Fatwa MUI tentang Aset Kripto, Riak Kecil di Lautan Pasar Bebas Cryptocurrency 

Date:

 Kabar mengejutkan hadir di pasar aset kripto baru-baru ini, yakni terbitnya fatwa Majelis Ulama Indonesia (MUI) yang menyebutkan bahwa aset kripto atau cryptocurrency sebagai komoditas dengan syarat tertentu sah diperjualbelikan, tetapi haram untuk dijadikan sebagai mata uang kripto.

Perdebatan dengan haram tidaknya aset kripto selama ini memang sudah cukup hangat. Terbitnya fatwa MUI ini seperti menyudahi perdebatan tersebut. Namun, terbitnya fatwa ini sekaligus juga menjadikan para trader atau investor di instrumen ini harus mengevaluasi kembali langkahnya selama ini.

Fatwa MUI sendiri sejatinya merupakan bentuk penegasan atas apa yang telah disampaikan sebelumnya oleh Bank Indonesia, yakni bahwa aset kripto tidak dapat dijadikan sebagai mata uang menggantikan rupiah di Indonesia.

Ketentuan tersebut juga tidak asal ditetapkan, sebab berlandaskan pada UU No. 7 Tahun 2011 tentang Mata Uang. Dalam regulasi tersebut telah diatur bahwa rupiah adalah satu-satunya alat pembayaran yang sah di Negara Kesatuan Republik Indonesia (NKRI).

Dengan demikian, fatwa MUI menegaskan posisi aset kripto bahwa aset tersebut sah-sah saja untuk dijadikan sebagai komoditas, walaupun dengan syarat tertentu. Namun, aset tersebut tidak boleh digunakan sebagai mata uang alternatif untuk aktivitas transaksi atau pembayaran di Indonesia.

### CATATAN ENTRI
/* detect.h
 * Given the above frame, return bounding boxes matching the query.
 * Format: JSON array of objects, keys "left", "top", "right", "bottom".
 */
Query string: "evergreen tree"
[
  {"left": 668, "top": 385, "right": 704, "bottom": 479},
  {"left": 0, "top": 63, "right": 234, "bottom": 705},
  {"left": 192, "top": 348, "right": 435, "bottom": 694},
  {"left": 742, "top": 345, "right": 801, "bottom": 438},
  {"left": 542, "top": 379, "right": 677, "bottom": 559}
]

### TANTANGAN
a: Singkatan apa saja yang seluruhnya ditulis dengan huruf kapital dalam artikel tentang fatwa MUI soal aset kripto? Sebutkan semuanya.
b: Jawablah pertanyaan berikut berdasarkan artikel tentang fatwa MUI soal aset kripto:
(i) Menurut fatwa MUI, aset kripto haram dijadikan sebagai apa?
(ii) Regulasi apa yang menjadi landasan ketentuan bahwa rupiah adalah satu-satunya alat pembayaran yang sah?
(iii) Lembaga apa yang sebelumnya menyampaikan bahwa aset kripto tidak dapat dijadikan mata uang menggantikan rupiah?

### HASIL BERURUTAN
a: MUI, UU, NKRI

b:
(i) Mata uang kripto.
(ii) UU No. 7 Tahun 2011 tentang Mata Uang.
(iii) Bank Indonesia.